__MATERIAL PROVIDED__:
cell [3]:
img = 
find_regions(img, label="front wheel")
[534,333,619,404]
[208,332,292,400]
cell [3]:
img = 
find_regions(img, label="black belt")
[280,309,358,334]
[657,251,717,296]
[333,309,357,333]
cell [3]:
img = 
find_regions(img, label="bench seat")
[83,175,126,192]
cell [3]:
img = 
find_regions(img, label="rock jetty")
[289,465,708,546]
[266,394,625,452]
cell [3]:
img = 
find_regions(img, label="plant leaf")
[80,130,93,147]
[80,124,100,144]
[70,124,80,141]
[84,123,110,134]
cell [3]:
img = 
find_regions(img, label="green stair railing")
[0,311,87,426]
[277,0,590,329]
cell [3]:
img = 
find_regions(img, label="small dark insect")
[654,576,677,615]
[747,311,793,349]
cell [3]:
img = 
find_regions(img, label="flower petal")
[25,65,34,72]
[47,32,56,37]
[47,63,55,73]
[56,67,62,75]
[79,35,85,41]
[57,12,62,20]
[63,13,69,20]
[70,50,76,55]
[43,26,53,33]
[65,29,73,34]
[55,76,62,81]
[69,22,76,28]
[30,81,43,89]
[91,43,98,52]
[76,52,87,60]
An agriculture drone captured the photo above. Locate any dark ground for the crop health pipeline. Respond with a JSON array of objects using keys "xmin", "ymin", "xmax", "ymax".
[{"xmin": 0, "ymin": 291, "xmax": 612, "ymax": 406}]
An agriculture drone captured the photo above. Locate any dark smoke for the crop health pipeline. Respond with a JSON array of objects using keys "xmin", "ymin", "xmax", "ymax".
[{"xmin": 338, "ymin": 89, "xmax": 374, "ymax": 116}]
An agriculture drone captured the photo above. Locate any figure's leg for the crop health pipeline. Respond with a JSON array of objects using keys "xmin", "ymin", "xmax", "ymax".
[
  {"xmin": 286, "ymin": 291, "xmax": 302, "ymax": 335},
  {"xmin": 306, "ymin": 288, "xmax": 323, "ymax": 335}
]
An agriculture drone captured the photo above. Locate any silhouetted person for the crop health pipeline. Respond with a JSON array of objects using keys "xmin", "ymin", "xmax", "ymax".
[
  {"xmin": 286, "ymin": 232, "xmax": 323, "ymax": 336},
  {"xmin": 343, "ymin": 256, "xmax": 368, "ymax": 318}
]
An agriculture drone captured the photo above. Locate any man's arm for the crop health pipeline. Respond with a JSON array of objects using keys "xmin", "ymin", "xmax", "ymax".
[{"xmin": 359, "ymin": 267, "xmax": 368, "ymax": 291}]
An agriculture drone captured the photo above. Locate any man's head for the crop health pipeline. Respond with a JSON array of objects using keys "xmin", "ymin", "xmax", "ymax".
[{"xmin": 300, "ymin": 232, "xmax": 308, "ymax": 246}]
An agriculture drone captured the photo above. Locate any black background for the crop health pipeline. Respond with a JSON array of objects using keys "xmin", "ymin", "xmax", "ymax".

__STATED TASK__: Tally the lines of the listing above that contain the string "dark", and reply with the number alone.

__EXERCISE RESULT__: 3